_WHAT IS BEING ASKED:_ What is needed is every line, exactly as given, from the line containing "Segment every instance" through the end of the data below.

*** INPUT

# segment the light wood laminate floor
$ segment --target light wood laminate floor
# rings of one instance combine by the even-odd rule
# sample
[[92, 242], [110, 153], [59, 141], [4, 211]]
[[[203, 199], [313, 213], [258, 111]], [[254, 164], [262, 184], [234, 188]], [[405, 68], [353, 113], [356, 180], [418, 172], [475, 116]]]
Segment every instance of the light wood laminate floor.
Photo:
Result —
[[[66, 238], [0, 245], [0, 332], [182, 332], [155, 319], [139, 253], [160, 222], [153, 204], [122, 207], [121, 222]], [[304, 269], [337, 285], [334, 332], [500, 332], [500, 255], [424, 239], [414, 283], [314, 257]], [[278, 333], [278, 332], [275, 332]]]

******

_EXERCISE ANSWER:_
Segment every instance of the light wood laminate floor.
Photo:
Result —
[[[66, 238], [0, 245], [0, 332], [182, 332], [155, 319], [139, 253], [160, 222], [153, 204], [122, 207], [121, 222]], [[304, 269], [337, 285], [334, 332], [500, 332], [500, 255], [424, 239], [414, 283], [314, 257]], [[278, 333], [278, 332], [275, 332]]]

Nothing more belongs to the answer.